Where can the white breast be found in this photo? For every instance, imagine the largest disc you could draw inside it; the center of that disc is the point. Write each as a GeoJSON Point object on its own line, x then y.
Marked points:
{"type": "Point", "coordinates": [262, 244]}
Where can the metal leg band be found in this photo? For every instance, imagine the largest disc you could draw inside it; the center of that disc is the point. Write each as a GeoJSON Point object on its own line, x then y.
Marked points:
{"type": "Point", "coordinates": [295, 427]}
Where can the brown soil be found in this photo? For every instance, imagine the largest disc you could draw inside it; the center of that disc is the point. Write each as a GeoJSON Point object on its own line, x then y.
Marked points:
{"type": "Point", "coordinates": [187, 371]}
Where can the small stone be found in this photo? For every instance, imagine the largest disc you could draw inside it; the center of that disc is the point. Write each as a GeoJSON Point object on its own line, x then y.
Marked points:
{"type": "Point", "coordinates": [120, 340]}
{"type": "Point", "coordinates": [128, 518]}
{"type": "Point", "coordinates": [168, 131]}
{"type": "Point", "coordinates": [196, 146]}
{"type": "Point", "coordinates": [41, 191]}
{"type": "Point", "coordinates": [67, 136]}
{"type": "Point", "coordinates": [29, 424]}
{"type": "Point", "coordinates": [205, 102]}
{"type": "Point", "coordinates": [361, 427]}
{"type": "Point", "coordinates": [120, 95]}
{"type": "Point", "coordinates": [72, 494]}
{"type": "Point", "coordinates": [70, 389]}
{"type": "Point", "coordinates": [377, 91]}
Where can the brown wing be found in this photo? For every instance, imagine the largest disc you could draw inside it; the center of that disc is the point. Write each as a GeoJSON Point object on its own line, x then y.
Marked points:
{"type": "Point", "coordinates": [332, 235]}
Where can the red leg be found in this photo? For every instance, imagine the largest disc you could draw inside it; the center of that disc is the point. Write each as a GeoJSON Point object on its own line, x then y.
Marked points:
=====
[OBJECTIVE]
Copy verbatim the lines starting at the one containing "Where can the red" and ending with the final line of the data above.

[RIGHT ANSWER]
Where can the red leg be found in this photo? For every instance, imagine the largest disc you could draw inside it; the center of that disc is the point. Write each as a GeoJSON Point object on its own line, x then y.
Marked points:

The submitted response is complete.